» **Stored entries**

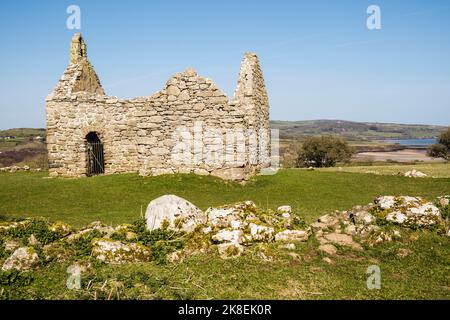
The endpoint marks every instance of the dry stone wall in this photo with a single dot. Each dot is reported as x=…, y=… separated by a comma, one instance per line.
x=189, y=126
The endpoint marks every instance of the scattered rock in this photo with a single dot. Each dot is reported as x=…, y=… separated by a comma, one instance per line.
x=178, y=213
x=327, y=260
x=415, y=174
x=33, y=242
x=403, y=253
x=12, y=245
x=22, y=259
x=230, y=250
x=261, y=233
x=328, y=249
x=116, y=252
x=233, y=236
x=292, y=235
x=343, y=240
x=288, y=246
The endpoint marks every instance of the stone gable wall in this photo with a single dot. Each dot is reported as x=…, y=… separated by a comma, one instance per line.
x=144, y=134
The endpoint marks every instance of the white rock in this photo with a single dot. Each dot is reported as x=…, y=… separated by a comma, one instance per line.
x=230, y=250
x=386, y=202
x=396, y=217
x=284, y=210
x=261, y=233
x=116, y=252
x=233, y=236
x=292, y=235
x=178, y=212
x=22, y=259
x=207, y=230
x=236, y=224
x=426, y=209
x=415, y=174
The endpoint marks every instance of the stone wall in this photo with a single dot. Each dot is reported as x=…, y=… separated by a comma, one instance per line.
x=158, y=134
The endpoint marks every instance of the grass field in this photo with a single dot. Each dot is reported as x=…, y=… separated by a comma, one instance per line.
x=436, y=170
x=298, y=274
x=119, y=198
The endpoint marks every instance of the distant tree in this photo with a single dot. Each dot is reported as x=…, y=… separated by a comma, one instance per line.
x=324, y=151
x=442, y=148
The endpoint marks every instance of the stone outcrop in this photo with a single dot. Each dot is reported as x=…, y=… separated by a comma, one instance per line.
x=229, y=231
x=148, y=135
x=178, y=214
x=116, y=252
x=22, y=259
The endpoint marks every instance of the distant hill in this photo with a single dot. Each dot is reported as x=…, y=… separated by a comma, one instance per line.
x=356, y=131
x=22, y=132
x=298, y=129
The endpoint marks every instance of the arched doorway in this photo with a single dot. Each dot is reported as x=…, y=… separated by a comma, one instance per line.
x=95, y=157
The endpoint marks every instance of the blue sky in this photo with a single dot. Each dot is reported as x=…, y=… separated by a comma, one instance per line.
x=319, y=59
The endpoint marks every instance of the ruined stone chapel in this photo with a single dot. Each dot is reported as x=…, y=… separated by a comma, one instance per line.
x=91, y=133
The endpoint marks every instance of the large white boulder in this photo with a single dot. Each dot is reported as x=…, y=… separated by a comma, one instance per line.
x=178, y=213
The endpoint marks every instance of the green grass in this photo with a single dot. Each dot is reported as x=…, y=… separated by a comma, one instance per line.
x=423, y=274
x=437, y=170
x=120, y=198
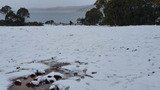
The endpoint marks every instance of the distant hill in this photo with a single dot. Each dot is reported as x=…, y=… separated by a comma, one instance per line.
x=59, y=14
x=63, y=9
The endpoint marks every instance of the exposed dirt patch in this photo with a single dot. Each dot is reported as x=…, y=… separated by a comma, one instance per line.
x=30, y=82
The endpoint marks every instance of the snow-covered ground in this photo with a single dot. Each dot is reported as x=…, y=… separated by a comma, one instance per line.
x=125, y=58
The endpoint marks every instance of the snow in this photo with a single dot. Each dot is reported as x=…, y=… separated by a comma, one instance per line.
x=123, y=57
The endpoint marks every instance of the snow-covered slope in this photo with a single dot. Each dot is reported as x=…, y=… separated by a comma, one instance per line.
x=125, y=58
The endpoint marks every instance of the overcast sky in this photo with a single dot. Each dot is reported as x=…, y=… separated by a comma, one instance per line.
x=44, y=3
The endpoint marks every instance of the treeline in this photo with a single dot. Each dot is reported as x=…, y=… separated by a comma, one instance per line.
x=16, y=19
x=123, y=12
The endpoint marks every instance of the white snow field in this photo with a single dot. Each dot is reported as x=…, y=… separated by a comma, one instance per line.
x=122, y=58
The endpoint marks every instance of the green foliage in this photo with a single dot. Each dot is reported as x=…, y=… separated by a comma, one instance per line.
x=5, y=9
x=23, y=12
x=93, y=17
x=129, y=12
x=12, y=19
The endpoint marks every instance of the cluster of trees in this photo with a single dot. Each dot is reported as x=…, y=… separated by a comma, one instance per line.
x=16, y=19
x=123, y=12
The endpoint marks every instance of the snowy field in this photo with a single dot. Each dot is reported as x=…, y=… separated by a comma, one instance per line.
x=122, y=58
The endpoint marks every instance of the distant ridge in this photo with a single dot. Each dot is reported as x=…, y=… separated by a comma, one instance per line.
x=63, y=9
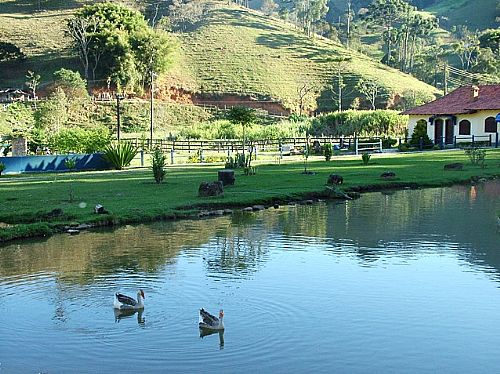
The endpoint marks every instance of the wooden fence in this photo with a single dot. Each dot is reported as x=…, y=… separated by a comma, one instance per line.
x=264, y=145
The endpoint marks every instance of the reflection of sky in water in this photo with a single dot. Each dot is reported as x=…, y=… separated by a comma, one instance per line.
x=406, y=281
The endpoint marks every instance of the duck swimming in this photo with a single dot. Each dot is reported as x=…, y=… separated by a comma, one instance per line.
x=210, y=322
x=124, y=302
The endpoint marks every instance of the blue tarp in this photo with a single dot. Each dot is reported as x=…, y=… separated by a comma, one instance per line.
x=29, y=164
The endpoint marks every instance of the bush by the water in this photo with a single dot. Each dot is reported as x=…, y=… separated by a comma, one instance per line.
x=362, y=123
x=476, y=155
x=77, y=140
x=328, y=151
x=366, y=158
x=420, y=132
x=158, y=161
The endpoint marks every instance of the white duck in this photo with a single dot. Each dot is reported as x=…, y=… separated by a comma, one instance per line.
x=124, y=302
x=210, y=322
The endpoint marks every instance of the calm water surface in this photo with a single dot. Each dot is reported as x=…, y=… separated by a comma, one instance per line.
x=400, y=282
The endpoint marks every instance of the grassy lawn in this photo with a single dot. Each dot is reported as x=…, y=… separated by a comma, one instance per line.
x=132, y=196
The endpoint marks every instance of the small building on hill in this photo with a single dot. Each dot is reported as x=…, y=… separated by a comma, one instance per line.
x=11, y=95
x=465, y=112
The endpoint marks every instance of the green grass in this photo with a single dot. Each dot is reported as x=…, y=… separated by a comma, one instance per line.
x=243, y=51
x=233, y=50
x=133, y=196
x=475, y=14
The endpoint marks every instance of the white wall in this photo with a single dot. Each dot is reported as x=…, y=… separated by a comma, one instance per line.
x=476, y=121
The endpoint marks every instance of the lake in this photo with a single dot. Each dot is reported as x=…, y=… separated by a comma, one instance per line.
x=402, y=281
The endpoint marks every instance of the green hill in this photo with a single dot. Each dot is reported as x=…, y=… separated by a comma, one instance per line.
x=476, y=14
x=233, y=50
x=242, y=51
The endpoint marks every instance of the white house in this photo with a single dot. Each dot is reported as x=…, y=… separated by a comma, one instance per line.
x=465, y=112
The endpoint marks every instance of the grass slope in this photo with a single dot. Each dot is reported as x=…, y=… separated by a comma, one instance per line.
x=132, y=195
x=476, y=14
x=234, y=50
x=243, y=51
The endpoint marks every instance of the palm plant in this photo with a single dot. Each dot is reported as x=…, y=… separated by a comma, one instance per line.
x=120, y=154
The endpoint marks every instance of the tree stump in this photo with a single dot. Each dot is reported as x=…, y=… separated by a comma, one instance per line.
x=226, y=176
x=454, y=166
x=388, y=175
x=335, y=179
x=207, y=189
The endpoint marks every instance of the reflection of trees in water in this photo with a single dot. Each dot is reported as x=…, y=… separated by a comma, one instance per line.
x=238, y=249
x=238, y=244
x=79, y=259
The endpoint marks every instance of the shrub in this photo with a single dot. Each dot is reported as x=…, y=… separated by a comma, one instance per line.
x=70, y=163
x=476, y=155
x=388, y=143
x=363, y=123
x=328, y=151
x=366, y=158
x=120, y=154
x=238, y=161
x=158, y=161
x=420, y=131
x=76, y=140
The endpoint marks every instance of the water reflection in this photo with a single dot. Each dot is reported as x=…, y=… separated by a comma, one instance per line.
x=204, y=333
x=390, y=270
x=129, y=313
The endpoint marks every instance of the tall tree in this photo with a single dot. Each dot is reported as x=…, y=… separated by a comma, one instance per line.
x=118, y=43
x=388, y=13
x=370, y=89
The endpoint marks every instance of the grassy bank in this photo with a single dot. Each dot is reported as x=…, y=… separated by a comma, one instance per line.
x=40, y=204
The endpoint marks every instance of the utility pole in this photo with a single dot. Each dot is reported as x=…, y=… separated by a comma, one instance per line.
x=118, y=99
x=445, y=78
x=349, y=3
x=152, y=108
x=341, y=86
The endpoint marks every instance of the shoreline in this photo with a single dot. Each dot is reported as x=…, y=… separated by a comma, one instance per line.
x=210, y=210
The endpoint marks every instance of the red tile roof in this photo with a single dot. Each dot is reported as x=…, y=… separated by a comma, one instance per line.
x=462, y=101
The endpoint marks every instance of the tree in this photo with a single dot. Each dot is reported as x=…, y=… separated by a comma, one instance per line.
x=11, y=52
x=490, y=39
x=269, y=7
x=240, y=115
x=305, y=92
x=185, y=13
x=152, y=51
x=16, y=120
x=33, y=82
x=52, y=115
x=70, y=82
x=370, y=89
x=118, y=43
x=466, y=47
x=387, y=13
x=83, y=32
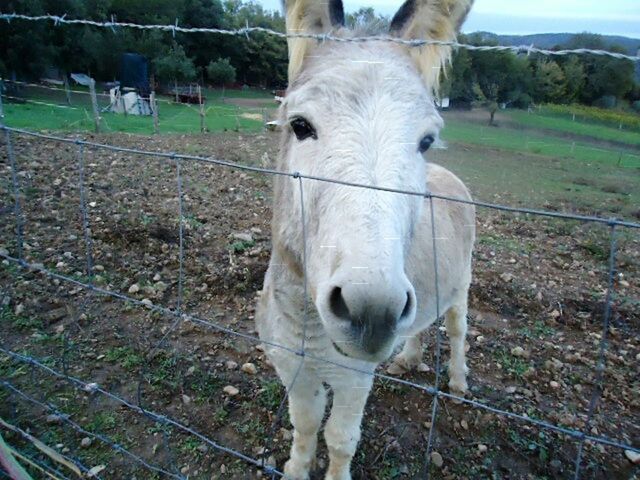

» **WRITTEN PROBLEM**
Reproduce verbatim everything in the data above, from the line containing "The endpoint marks every instance of the scattered" down through the line containing "x=288, y=246", with both of those lines included.

» **FINAL RESULT**
The endpoint marks every instance of the scattered rock in this photo with a single dot. Each dot is reported as x=…, y=… separated by a comma, one instance per line.
x=178, y=213
x=327, y=260
x=415, y=174
x=33, y=242
x=403, y=253
x=12, y=245
x=22, y=259
x=230, y=250
x=261, y=233
x=328, y=249
x=116, y=252
x=233, y=236
x=292, y=235
x=343, y=240
x=288, y=246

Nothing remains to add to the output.